→ **What you should do**
Collect every line in the rows below that contains the word "green" and copy each one in full. Case counts.

→ **The input**

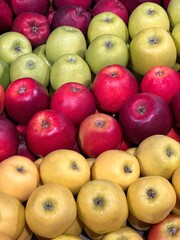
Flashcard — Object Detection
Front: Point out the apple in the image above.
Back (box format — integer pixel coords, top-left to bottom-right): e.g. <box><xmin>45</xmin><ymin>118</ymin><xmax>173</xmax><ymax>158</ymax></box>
<box><xmin>0</xmin><ymin>31</ymin><xmax>32</xmax><ymax>64</ymax></box>
<box><xmin>128</xmin><ymin>2</ymin><xmax>170</xmax><ymax>39</ymax></box>
<box><xmin>140</xmin><ymin>65</ymin><xmax>180</xmax><ymax>103</ymax></box>
<box><xmin>9</xmin><ymin>0</ymin><xmax>50</xmax><ymax>16</ymax></box>
<box><xmin>10</xmin><ymin>52</ymin><xmax>50</xmax><ymax>87</ymax></box>
<box><xmin>85</xmin><ymin>34</ymin><xmax>129</xmax><ymax>75</ymax></box>
<box><xmin>4</xmin><ymin>77</ymin><xmax>50</xmax><ymax>125</ymax></box>
<box><xmin>0</xmin><ymin>1</ymin><xmax>13</xmax><ymax>34</ymax></box>
<box><xmin>91</xmin><ymin>0</ymin><xmax>129</xmax><ymax>24</ymax></box>
<box><xmin>119</xmin><ymin>93</ymin><xmax>173</xmax><ymax>144</ymax></box>
<box><xmin>51</xmin><ymin>5</ymin><xmax>91</xmax><ymax>36</ymax></box>
<box><xmin>92</xmin><ymin>64</ymin><xmax>139</xmax><ymax>113</ymax></box>
<box><xmin>147</xmin><ymin>214</ymin><xmax>180</xmax><ymax>240</ymax></box>
<box><xmin>11</xmin><ymin>12</ymin><xmax>51</xmax><ymax>48</ymax></box>
<box><xmin>129</xmin><ymin>27</ymin><xmax>177</xmax><ymax>76</ymax></box>
<box><xmin>78</xmin><ymin>113</ymin><xmax>123</xmax><ymax>158</ymax></box>
<box><xmin>171</xmin><ymin>91</ymin><xmax>180</xmax><ymax>128</ymax></box>
<box><xmin>50</xmin><ymin>53</ymin><xmax>92</xmax><ymax>90</ymax></box>
<box><xmin>25</xmin><ymin>109</ymin><xmax>76</xmax><ymax>157</ymax></box>
<box><xmin>50</xmin><ymin>82</ymin><xmax>96</xmax><ymax>128</ymax></box>
<box><xmin>0</xmin><ymin>115</ymin><xmax>19</xmax><ymax>162</ymax></box>
<box><xmin>45</xmin><ymin>26</ymin><xmax>87</xmax><ymax>64</ymax></box>
<box><xmin>87</xmin><ymin>12</ymin><xmax>129</xmax><ymax>43</ymax></box>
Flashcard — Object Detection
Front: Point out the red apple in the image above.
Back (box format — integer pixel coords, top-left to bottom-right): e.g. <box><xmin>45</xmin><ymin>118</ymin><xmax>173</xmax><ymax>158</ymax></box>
<box><xmin>50</xmin><ymin>82</ymin><xmax>96</xmax><ymax>127</ymax></box>
<box><xmin>0</xmin><ymin>1</ymin><xmax>13</xmax><ymax>34</ymax></box>
<box><xmin>52</xmin><ymin>0</ymin><xmax>92</xmax><ymax>10</ymax></box>
<box><xmin>78</xmin><ymin>113</ymin><xmax>123</xmax><ymax>158</ymax></box>
<box><xmin>171</xmin><ymin>91</ymin><xmax>180</xmax><ymax>128</ymax></box>
<box><xmin>92</xmin><ymin>0</ymin><xmax>129</xmax><ymax>24</ymax></box>
<box><xmin>26</xmin><ymin>109</ymin><xmax>76</xmax><ymax>157</ymax></box>
<box><xmin>0</xmin><ymin>116</ymin><xmax>19</xmax><ymax>162</ymax></box>
<box><xmin>11</xmin><ymin>12</ymin><xmax>50</xmax><ymax>48</ymax></box>
<box><xmin>92</xmin><ymin>64</ymin><xmax>139</xmax><ymax>113</ymax></box>
<box><xmin>119</xmin><ymin>93</ymin><xmax>173</xmax><ymax>144</ymax></box>
<box><xmin>4</xmin><ymin>78</ymin><xmax>50</xmax><ymax>125</ymax></box>
<box><xmin>9</xmin><ymin>0</ymin><xmax>50</xmax><ymax>16</ymax></box>
<box><xmin>147</xmin><ymin>214</ymin><xmax>180</xmax><ymax>240</ymax></box>
<box><xmin>140</xmin><ymin>66</ymin><xmax>180</xmax><ymax>103</ymax></box>
<box><xmin>51</xmin><ymin>5</ymin><xmax>91</xmax><ymax>35</ymax></box>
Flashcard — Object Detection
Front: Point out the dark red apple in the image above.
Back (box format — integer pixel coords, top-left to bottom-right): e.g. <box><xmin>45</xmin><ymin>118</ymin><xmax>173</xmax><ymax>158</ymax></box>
<box><xmin>92</xmin><ymin>0</ymin><xmax>129</xmax><ymax>24</ymax></box>
<box><xmin>119</xmin><ymin>93</ymin><xmax>173</xmax><ymax>144</ymax></box>
<box><xmin>26</xmin><ymin>109</ymin><xmax>76</xmax><ymax>157</ymax></box>
<box><xmin>92</xmin><ymin>64</ymin><xmax>139</xmax><ymax>113</ymax></box>
<box><xmin>51</xmin><ymin>5</ymin><xmax>91</xmax><ymax>35</ymax></box>
<box><xmin>11</xmin><ymin>12</ymin><xmax>51</xmax><ymax>48</ymax></box>
<box><xmin>0</xmin><ymin>0</ymin><xmax>13</xmax><ymax>34</ymax></box>
<box><xmin>9</xmin><ymin>0</ymin><xmax>50</xmax><ymax>16</ymax></box>
<box><xmin>78</xmin><ymin>113</ymin><xmax>123</xmax><ymax>158</ymax></box>
<box><xmin>4</xmin><ymin>78</ymin><xmax>50</xmax><ymax>125</ymax></box>
<box><xmin>0</xmin><ymin>116</ymin><xmax>19</xmax><ymax>162</ymax></box>
<box><xmin>52</xmin><ymin>0</ymin><xmax>92</xmax><ymax>10</ymax></box>
<box><xmin>50</xmin><ymin>82</ymin><xmax>96</xmax><ymax>127</ymax></box>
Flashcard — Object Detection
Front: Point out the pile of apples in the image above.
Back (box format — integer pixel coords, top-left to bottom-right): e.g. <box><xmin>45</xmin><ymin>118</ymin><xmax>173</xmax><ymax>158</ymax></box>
<box><xmin>0</xmin><ymin>0</ymin><xmax>180</xmax><ymax>240</ymax></box>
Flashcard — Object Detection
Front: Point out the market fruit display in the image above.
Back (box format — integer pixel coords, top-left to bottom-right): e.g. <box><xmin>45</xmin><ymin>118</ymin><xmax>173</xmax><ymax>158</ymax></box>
<box><xmin>0</xmin><ymin>0</ymin><xmax>180</xmax><ymax>240</ymax></box>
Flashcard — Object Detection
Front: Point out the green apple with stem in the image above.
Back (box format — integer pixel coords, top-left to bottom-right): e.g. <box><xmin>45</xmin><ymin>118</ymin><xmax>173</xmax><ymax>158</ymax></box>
<box><xmin>128</xmin><ymin>2</ymin><xmax>170</xmax><ymax>39</ymax></box>
<box><xmin>50</xmin><ymin>53</ymin><xmax>91</xmax><ymax>90</ymax></box>
<box><xmin>129</xmin><ymin>27</ymin><xmax>177</xmax><ymax>76</ymax></box>
<box><xmin>10</xmin><ymin>52</ymin><xmax>50</xmax><ymax>87</ymax></box>
<box><xmin>0</xmin><ymin>32</ymin><xmax>32</xmax><ymax>64</ymax></box>
<box><xmin>85</xmin><ymin>34</ymin><xmax>129</xmax><ymax>74</ymax></box>
<box><xmin>45</xmin><ymin>26</ymin><xmax>87</xmax><ymax>64</ymax></box>
<box><xmin>87</xmin><ymin>12</ymin><xmax>129</xmax><ymax>43</ymax></box>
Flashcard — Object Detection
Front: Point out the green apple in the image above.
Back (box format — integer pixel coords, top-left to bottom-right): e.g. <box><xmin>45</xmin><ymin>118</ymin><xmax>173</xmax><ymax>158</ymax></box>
<box><xmin>50</xmin><ymin>53</ymin><xmax>91</xmax><ymax>90</ymax></box>
<box><xmin>0</xmin><ymin>32</ymin><xmax>32</xmax><ymax>64</ymax></box>
<box><xmin>45</xmin><ymin>26</ymin><xmax>87</xmax><ymax>64</ymax></box>
<box><xmin>167</xmin><ymin>0</ymin><xmax>180</xmax><ymax>29</ymax></box>
<box><xmin>10</xmin><ymin>53</ymin><xmax>50</xmax><ymax>87</ymax></box>
<box><xmin>129</xmin><ymin>27</ymin><xmax>177</xmax><ymax>76</ymax></box>
<box><xmin>87</xmin><ymin>12</ymin><xmax>129</xmax><ymax>43</ymax></box>
<box><xmin>85</xmin><ymin>34</ymin><xmax>129</xmax><ymax>74</ymax></box>
<box><xmin>128</xmin><ymin>2</ymin><xmax>170</xmax><ymax>39</ymax></box>
<box><xmin>0</xmin><ymin>59</ymin><xmax>10</xmax><ymax>90</ymax></box>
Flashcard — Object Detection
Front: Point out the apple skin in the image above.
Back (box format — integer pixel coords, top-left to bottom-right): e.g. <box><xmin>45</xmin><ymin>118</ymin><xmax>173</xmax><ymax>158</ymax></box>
<box><xmin>147</xmin><ymin>214</ymin><xmax>180</xmax><ymax>240</ymax></box>
<box><xmin>0</xmin><ymin>115</ymin><xmax>19</xmax><ymax>162</ymax></box>
<box><xmin>0</xmin><ymin>1</ymin><xmax>13</xmax><ymax>34</ymax></box>
<box><xmin>25</xmin><ymin>109</ymin><xmax>76</xmax><ymax>157</ymax></box>
<box><xmin>11</xmin><ymin>12</ymin><xmax>51</xmax><ymax>48</ymax></box>
<box><xmin>50</xmin><ymin>82</ymin><xmax>96</xmax><ymax>128</ymax></box>
<box><xmin>140</xmin><ymin>65</ymin><xmax>180</xmax><ymax>103</ymax></box>
<box><xmin>91</xmin><ymin>0</ymin><xmax>129</xmax><ymax>24</ymax></box>
<box><xmin>51</xmin><ymin>5</ymin><xmax>91</xmax><ymax>35</ymax></box>
<box><xmin>4</xmin><ymin>77</ymin><xmax>50</xmax><ymax>125</ymax></box>
<box><xmin>9</xmin><ymin>0</ymin><xmax>50</xmax><ymax>16</ymax></box>
<box><xmin>171</xmin><ymin>91</ymin><xmax>180</xmax><ymax>128</ymax></box>
<box><xmin>119</xmin><ymin>93</ymin><xmax>173</xmax><ymax>144</ymax></box>
<box><xmin>92</xmin><ymin>64</ymin><xmax>139</xmax><ymax>113</ymax></box>
<box><xmin>78</xmin><ymin>113</ymin><xmax>123</xmax><ymax>158</ymax></box>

→ **Solution**
Front: Point out the green apple with stem in the image above.
Front: Point out the green apple in the image above.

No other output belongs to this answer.